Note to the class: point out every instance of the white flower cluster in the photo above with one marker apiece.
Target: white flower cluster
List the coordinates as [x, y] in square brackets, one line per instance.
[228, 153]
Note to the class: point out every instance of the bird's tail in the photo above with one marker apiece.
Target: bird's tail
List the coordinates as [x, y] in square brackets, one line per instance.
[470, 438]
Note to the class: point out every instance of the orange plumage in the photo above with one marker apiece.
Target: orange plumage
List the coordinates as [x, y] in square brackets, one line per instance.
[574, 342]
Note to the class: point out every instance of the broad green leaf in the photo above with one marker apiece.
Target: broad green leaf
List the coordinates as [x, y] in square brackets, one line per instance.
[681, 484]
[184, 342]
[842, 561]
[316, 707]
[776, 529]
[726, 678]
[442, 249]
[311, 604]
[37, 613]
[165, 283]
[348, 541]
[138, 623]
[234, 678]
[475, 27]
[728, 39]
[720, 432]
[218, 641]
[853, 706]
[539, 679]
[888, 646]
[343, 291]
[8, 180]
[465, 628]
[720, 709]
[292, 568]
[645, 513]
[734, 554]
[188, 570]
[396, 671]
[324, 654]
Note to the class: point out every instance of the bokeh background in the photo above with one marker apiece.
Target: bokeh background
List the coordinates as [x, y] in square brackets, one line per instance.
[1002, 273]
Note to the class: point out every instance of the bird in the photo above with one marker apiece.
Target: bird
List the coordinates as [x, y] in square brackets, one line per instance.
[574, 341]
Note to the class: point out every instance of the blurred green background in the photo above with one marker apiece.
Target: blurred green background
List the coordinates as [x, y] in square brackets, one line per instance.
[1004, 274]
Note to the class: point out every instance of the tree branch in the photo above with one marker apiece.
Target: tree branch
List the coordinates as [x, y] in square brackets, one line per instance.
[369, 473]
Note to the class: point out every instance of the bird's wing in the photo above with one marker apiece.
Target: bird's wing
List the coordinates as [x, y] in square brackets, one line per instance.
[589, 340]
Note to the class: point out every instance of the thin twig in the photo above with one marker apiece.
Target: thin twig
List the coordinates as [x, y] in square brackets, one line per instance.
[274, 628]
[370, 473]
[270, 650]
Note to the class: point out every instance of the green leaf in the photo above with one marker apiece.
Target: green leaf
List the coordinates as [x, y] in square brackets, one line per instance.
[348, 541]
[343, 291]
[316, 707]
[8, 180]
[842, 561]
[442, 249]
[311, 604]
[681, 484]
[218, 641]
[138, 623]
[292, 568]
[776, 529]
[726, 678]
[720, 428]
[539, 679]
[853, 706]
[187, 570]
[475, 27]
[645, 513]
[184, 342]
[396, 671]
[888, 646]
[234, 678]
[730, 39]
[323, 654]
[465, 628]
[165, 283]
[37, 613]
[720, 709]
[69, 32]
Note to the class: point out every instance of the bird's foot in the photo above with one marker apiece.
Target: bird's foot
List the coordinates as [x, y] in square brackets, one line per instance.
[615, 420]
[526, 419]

• • •

**What you should do**
Copy out the stretch from the line containing "Note to the class: point out every instance of the thin" through the end of the items, requests included, and add -101 to every number in the answer coordinates.

**Completed exercise**
Note to the class: point out every instance of the thin twig in the photo above with one marker apiece.
Target: thin twig
List the coordinates as [x, y] in square brackets, one line per instance.
[173, 527]
[269, 372]
[169, 549]
Note to the class: point out every instance of the green leaf in the photo above with one marker apiece.
Target: green leaf
List the coordinates as [x, y] in square brackets, one line per instance.
[247, 440]
[242, 190]
[215, 606]
[-93, 79]
[741, 460]
[341, 148]
[210, 503]
[580, 383]
[117, 540]
[37, 522]
[191, 467]
[675, 428]
[625, 577]
[619, 327]
[438, 578]
[752, 605]
[86, 469]
[374, -74]
[544, 412]
[83, 241]
[295, 570]
[787, 545]
[133, 577]
[629, -62]
[222, 553]
[364, 527]
[64, 182]
[-64, 512]
[619, 608]
[-32, -69]
Note to the class: point out every instance of the bird's foot in the photo above with one marker apiece.
Target: bird's foot
List the coordinates as [x, y] in square brackets, one line per instance.
[514, 319]
[425, 318]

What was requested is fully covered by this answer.